» **What you will do**: Return the lines below that contain "sign".

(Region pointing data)
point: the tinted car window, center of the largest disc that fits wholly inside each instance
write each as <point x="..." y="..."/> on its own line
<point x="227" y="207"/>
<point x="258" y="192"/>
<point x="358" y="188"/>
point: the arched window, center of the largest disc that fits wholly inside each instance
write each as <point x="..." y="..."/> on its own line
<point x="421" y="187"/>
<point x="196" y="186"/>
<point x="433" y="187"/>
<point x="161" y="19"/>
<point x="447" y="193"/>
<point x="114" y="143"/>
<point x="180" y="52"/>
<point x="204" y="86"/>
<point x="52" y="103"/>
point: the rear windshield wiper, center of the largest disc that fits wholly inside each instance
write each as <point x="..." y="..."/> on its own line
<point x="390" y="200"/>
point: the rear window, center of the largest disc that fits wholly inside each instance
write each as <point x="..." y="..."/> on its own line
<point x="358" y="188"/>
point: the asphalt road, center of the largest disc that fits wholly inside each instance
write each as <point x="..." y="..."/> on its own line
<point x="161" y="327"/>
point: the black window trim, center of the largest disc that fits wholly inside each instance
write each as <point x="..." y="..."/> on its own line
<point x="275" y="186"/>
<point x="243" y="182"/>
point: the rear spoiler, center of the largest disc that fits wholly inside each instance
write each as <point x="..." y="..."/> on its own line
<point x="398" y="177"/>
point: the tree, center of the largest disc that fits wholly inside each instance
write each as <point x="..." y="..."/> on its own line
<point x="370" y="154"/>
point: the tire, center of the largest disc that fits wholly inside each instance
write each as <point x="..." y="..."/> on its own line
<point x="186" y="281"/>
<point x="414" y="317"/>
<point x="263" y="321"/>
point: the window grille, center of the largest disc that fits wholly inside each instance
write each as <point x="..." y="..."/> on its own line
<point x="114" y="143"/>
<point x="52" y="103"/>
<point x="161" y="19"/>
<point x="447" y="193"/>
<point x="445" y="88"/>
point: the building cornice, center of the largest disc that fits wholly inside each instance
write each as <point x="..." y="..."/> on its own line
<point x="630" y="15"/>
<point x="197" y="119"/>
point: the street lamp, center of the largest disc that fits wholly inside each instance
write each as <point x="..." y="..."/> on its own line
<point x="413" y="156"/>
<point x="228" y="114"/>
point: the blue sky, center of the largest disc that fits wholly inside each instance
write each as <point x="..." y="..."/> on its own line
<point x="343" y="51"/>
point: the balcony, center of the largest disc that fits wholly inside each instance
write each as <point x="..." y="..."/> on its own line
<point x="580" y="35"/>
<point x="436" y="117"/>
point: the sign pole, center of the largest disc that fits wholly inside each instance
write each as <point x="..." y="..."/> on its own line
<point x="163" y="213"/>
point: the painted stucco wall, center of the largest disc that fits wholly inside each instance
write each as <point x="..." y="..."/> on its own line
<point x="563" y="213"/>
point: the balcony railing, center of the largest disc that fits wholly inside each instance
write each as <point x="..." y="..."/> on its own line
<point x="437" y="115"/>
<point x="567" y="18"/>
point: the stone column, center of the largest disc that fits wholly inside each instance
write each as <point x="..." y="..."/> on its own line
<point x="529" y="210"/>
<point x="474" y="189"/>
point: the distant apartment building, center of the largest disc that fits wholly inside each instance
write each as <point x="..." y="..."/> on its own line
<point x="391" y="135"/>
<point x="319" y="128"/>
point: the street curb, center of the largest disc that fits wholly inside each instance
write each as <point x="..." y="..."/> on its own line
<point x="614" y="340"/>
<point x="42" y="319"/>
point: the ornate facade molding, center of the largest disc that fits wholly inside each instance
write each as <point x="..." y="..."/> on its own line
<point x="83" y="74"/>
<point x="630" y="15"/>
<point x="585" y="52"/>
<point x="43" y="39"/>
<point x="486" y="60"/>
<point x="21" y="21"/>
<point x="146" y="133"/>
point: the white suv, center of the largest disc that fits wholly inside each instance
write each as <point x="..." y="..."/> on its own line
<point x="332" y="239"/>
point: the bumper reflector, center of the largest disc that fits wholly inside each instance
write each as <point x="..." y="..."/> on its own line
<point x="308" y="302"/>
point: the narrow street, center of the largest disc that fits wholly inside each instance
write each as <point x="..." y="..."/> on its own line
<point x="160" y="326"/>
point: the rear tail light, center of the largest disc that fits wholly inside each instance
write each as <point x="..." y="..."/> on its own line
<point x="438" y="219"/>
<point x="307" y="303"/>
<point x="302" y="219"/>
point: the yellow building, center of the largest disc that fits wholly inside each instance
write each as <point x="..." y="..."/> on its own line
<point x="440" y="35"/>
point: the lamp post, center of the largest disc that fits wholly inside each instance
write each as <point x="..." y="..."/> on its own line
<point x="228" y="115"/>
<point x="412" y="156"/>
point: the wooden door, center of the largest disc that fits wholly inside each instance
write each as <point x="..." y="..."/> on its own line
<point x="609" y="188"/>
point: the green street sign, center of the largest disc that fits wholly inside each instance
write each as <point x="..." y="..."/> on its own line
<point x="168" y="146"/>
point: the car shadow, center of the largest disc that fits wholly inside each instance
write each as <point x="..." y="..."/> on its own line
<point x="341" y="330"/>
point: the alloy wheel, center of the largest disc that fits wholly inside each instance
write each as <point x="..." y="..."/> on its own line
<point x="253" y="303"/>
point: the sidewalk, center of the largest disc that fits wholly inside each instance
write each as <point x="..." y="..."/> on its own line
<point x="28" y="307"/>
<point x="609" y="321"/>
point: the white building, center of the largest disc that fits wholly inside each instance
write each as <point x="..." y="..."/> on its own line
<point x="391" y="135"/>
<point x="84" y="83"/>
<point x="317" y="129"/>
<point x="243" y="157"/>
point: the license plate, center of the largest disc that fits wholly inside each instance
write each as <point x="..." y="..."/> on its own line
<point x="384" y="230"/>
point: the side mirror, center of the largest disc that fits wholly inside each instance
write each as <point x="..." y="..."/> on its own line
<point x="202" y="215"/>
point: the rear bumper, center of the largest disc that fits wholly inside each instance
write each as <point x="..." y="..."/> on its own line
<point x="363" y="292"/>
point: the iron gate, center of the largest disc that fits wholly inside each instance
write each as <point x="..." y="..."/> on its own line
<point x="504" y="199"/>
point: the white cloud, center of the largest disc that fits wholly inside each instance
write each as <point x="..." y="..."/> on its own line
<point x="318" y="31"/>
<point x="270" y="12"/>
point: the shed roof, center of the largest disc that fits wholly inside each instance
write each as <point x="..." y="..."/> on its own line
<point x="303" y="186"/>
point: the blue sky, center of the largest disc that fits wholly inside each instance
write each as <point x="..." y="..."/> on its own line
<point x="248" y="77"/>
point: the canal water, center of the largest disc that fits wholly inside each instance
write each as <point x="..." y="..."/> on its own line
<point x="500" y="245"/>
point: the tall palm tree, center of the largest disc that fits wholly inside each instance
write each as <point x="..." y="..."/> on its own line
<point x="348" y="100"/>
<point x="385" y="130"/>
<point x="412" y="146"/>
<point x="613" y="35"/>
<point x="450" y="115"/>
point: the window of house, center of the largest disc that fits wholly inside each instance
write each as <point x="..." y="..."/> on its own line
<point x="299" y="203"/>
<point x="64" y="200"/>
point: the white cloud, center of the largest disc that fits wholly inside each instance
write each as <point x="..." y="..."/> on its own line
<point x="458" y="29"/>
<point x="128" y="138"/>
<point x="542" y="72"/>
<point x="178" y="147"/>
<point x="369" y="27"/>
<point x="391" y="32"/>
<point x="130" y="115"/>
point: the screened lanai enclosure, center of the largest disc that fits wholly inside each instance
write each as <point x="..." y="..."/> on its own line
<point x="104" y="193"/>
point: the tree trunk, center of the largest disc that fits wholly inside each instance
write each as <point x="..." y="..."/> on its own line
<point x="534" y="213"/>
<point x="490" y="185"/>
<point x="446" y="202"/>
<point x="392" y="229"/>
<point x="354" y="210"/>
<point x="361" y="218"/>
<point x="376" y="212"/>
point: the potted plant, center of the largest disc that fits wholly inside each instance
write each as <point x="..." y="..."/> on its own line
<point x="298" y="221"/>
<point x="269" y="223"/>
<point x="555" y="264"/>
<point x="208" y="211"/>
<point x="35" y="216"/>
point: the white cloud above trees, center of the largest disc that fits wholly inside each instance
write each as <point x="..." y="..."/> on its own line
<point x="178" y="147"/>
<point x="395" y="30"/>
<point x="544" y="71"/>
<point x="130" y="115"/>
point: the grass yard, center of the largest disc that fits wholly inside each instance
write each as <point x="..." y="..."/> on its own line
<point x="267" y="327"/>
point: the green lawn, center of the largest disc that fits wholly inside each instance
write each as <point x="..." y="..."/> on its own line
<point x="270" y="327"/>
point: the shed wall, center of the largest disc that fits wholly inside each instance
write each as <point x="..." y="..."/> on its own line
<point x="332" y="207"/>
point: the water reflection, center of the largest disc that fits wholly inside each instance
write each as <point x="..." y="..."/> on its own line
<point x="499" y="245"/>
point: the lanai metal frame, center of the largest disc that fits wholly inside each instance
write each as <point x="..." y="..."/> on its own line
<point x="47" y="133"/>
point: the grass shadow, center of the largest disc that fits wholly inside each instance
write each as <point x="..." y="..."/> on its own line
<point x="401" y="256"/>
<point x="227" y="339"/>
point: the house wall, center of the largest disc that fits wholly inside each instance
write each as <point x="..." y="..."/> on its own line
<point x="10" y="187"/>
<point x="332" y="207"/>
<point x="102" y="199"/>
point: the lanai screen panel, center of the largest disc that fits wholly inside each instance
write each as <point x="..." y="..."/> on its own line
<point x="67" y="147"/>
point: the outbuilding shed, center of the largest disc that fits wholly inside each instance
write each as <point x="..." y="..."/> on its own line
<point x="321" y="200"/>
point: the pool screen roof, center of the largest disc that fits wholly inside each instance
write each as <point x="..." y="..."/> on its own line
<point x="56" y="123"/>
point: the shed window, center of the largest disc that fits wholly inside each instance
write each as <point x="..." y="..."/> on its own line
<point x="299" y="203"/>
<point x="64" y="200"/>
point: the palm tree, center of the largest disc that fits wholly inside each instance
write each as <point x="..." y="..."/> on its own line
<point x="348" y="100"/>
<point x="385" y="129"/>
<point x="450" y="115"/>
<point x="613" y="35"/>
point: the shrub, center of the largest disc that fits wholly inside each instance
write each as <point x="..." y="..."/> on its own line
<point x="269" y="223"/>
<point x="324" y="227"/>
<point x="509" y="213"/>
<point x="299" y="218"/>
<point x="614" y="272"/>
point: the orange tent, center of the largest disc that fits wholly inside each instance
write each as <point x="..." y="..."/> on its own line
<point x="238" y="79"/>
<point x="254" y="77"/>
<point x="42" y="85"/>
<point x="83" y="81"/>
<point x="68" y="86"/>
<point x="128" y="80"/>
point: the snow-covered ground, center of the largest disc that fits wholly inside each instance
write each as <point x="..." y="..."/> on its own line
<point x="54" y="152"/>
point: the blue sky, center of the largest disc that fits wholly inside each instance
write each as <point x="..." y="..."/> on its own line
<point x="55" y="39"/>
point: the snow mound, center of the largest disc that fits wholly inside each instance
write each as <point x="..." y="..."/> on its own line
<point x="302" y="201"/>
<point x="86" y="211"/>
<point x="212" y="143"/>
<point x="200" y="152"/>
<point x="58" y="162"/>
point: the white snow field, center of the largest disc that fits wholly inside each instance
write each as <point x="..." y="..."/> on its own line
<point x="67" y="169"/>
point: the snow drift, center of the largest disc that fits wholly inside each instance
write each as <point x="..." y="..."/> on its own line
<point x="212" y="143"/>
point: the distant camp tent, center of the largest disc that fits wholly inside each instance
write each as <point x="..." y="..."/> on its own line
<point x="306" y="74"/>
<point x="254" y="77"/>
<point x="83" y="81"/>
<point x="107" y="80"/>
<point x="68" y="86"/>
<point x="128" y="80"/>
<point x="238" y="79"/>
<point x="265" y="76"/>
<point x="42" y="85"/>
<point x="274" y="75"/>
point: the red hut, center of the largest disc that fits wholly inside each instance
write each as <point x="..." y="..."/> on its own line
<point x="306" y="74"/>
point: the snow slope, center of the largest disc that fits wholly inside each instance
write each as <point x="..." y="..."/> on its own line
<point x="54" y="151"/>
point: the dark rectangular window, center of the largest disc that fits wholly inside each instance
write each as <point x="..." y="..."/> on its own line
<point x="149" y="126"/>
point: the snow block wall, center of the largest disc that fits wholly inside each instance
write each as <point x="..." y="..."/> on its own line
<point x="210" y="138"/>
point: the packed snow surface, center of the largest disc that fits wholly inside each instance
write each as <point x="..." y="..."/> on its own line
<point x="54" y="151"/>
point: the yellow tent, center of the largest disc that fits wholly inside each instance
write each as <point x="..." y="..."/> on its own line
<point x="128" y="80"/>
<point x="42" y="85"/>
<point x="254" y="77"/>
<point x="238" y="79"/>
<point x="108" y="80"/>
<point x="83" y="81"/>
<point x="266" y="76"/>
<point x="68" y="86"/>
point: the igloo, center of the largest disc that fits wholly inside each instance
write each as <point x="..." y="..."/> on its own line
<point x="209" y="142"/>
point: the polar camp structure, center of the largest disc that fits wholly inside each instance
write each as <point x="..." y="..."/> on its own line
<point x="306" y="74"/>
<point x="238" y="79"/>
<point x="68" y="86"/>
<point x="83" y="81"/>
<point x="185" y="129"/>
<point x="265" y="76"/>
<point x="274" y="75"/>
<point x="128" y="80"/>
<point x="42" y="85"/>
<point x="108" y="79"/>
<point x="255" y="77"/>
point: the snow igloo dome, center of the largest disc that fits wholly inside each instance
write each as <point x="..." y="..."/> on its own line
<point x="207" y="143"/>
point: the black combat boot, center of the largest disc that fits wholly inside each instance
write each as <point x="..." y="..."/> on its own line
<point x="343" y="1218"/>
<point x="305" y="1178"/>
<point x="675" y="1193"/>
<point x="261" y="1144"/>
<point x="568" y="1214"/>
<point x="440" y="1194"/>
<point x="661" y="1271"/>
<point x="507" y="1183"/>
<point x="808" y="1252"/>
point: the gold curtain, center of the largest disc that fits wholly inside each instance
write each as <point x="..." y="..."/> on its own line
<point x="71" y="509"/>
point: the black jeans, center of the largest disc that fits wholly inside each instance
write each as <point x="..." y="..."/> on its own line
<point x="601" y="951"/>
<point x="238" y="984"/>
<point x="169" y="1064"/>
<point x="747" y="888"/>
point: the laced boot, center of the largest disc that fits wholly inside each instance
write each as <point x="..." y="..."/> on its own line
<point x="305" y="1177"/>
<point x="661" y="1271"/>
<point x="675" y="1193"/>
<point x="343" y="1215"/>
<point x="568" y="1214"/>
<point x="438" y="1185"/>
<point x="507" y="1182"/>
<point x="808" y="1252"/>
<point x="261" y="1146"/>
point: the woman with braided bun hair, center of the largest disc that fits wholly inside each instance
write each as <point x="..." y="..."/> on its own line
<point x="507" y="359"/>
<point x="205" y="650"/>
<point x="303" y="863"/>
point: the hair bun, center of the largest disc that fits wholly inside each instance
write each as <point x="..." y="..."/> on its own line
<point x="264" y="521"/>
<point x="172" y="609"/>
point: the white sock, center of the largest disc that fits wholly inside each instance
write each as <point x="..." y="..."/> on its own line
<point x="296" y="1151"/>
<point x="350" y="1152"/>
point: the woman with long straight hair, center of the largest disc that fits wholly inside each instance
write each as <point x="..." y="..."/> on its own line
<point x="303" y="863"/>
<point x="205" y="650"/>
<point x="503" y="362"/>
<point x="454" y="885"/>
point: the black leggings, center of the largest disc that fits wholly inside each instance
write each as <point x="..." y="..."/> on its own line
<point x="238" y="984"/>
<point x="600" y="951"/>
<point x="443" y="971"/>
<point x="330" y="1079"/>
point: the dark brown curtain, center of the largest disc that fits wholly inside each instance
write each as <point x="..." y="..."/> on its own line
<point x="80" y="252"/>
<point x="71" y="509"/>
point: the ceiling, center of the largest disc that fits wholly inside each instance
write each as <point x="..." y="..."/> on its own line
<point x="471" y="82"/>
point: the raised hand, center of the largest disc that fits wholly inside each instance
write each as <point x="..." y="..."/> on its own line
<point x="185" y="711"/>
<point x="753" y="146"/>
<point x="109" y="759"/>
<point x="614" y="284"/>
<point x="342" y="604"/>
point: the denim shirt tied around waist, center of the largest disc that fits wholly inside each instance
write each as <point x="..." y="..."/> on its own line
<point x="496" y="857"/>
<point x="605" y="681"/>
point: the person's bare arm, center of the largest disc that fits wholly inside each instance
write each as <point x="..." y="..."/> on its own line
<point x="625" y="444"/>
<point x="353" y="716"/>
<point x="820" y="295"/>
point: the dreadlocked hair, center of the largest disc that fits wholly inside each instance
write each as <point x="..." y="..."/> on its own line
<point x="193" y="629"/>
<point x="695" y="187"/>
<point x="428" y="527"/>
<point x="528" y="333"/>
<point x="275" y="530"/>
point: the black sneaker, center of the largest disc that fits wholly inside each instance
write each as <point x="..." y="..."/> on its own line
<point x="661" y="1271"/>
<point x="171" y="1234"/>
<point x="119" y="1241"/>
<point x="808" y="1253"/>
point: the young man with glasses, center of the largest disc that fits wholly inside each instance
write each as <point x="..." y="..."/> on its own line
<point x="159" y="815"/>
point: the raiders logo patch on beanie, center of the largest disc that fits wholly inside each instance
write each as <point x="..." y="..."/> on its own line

» **Finished exercise**:
point: the sign pole, center of the largest disc that fits wholly inside each instance
point: the green street sign, center of the largest disc that fits wholly inside each instance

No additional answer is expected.